Exercise tasks –
[1] Reproduce part of the Resident Evil 7 passage, starting at the words "Before I begin" and stopping after "differently that way.".
[2] Pick out every line in the records that contains the word "soldier". Case counts.

━━━ Given passage ━━━

Before I begin rambling about my thoughts regarding everything that comes to mind with this game, I must state that this is one that I backseat gamed to, with a few minor exceptions for specific parts. I’m of the rare breed that prefers backseat gaming to actually playing; I seem to enjoy myself more and look at things a bit differently that way.

So, as soon as I saw the title screen, I immediately turned to my significant other and asked, “You’re playing this, right?”

We had both heard the stories about how this one was far scarier than any of the past ones and he had actually seen a few minutes of game-play from it prior to that day, so he was already nervous about it (he doesn’t do well with jump scares). I, on the other hand, was stoked to begin. A Resident Evil game that would actually scare me? COUNT ME IN.


Rage Quitter - Resident Evil 7 - Mia.gif


Let’s begin with the plot. It’s nothing extravagant or unique at first sight. You start off playing as Ethan, who, immediately at start-up of the game, gets a very vague email video message from his missing wife telling him not to come and look for her and that she’s sorry. Obviously, we have no idea what she’s talking about and we decide to go and find her anyway (because let’s be honest, the game would’ve ended then and there if he had listened to her, right?).

━━━ Data to process ━━━

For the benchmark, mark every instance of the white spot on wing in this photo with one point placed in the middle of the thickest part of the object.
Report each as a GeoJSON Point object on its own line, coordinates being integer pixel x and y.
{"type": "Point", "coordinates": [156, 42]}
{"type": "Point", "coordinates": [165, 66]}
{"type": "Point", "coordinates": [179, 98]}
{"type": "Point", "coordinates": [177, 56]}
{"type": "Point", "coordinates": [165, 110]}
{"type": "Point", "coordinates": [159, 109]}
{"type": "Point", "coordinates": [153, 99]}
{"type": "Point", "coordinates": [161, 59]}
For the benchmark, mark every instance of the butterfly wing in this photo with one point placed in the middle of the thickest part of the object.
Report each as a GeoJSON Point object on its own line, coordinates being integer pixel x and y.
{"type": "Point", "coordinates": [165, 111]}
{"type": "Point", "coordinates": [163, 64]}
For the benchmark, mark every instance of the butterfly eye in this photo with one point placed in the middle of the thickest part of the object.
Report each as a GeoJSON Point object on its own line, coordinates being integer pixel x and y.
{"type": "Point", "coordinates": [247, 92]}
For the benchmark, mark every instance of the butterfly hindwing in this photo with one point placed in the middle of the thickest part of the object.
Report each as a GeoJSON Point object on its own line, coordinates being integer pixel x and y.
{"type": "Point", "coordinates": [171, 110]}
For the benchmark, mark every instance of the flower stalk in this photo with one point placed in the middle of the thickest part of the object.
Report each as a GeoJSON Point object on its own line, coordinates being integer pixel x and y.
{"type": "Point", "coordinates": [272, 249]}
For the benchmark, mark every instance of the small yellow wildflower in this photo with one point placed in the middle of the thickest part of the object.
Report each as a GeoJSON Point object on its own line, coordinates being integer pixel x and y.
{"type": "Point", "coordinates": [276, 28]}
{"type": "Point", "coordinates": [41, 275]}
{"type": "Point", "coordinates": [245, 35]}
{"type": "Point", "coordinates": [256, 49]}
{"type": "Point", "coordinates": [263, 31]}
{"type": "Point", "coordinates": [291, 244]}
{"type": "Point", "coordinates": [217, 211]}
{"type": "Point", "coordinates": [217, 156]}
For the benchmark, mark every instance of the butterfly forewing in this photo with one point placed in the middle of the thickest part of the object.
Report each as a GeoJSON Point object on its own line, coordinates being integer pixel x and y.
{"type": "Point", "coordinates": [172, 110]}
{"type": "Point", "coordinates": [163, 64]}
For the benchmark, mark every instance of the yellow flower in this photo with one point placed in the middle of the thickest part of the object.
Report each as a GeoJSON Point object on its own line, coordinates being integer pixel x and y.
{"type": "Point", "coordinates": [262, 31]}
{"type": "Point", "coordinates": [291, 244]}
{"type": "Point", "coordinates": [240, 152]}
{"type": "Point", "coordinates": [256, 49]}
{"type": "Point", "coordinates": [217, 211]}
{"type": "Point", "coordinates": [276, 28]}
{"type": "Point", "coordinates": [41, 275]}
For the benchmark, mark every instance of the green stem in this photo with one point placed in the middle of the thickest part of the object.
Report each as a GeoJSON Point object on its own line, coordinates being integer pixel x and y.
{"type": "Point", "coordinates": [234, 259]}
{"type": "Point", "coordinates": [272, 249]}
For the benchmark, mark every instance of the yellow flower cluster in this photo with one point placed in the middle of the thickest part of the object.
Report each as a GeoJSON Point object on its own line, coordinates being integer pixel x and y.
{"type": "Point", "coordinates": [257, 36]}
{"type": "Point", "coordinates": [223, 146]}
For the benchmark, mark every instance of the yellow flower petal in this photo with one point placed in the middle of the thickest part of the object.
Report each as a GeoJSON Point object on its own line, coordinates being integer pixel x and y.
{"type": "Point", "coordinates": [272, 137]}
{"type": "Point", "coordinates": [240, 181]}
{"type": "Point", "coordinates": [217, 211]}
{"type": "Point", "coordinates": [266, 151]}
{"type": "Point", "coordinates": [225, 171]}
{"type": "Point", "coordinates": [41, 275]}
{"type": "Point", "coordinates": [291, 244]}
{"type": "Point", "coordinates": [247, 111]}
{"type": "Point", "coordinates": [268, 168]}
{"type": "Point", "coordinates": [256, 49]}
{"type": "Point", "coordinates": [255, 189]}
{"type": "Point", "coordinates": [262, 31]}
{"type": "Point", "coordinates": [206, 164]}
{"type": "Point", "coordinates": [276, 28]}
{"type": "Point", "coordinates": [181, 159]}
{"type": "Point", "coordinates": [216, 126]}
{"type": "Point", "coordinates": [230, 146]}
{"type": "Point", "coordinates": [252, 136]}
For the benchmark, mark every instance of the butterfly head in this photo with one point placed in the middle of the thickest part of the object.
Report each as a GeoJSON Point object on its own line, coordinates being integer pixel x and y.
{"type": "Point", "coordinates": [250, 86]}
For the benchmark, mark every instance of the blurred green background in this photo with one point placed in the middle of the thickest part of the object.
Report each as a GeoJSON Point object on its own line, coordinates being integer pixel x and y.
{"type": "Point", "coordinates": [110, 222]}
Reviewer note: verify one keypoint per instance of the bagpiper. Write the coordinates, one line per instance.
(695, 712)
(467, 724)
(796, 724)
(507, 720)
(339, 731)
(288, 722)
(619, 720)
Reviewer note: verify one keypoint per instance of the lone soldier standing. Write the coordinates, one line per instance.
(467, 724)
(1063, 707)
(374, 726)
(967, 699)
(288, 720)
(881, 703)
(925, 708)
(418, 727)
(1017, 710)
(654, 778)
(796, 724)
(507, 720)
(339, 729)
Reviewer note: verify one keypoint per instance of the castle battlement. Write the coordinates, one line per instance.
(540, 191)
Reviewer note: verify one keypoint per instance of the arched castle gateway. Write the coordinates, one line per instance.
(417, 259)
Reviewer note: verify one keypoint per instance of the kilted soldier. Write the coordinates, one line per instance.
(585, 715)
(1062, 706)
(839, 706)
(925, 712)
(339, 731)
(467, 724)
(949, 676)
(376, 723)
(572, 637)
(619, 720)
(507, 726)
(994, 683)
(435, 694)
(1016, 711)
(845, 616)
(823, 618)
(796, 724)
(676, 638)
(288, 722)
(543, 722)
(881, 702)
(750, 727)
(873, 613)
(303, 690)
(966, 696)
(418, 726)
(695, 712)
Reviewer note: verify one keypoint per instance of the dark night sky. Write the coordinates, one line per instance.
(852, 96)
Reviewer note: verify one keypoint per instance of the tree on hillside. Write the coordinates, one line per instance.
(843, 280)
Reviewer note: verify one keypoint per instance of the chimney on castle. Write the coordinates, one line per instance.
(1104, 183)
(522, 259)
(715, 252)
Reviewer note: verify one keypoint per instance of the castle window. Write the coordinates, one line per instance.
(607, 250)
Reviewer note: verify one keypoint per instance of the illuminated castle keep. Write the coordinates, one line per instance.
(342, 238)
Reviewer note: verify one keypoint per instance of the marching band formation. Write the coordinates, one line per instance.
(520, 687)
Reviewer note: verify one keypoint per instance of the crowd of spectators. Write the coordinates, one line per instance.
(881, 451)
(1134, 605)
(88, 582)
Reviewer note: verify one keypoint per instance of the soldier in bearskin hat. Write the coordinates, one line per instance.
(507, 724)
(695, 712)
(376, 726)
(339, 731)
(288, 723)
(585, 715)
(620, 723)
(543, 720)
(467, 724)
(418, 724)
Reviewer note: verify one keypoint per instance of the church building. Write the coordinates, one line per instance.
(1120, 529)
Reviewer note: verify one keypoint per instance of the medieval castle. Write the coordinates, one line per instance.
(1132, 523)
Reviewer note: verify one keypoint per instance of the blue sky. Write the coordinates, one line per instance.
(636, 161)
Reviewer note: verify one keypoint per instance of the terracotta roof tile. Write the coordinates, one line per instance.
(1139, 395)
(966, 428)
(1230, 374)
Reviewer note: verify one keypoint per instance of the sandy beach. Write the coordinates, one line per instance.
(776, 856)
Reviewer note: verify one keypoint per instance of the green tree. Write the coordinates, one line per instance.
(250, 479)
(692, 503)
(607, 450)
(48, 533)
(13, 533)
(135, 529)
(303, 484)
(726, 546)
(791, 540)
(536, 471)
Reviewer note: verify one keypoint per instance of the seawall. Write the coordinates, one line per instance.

━━━

List of solutions –
[1]
Before I begin rambling about my thoughts regarding everything that comes to mind with this game, I must state that this is one that I backseat gamed to, with a few minor exceptions for specific parts. I’m of the rare breed that prefers backseat gaming to actually playing; I seem to enjoy myself more and look at things a bit differently that way.

[2]
Reviewer note: verify one keypoint per instance of the lone soldier standing. Write the coordinates, one line per instance.
Reviewer note: verify one keypoint per instance of the kilted soldier. Write the coordinates, one line per instance.
Reviewer note: verify one keypoint per instance of the soldier in bearskin hat. Write the coordinates, one line per instance.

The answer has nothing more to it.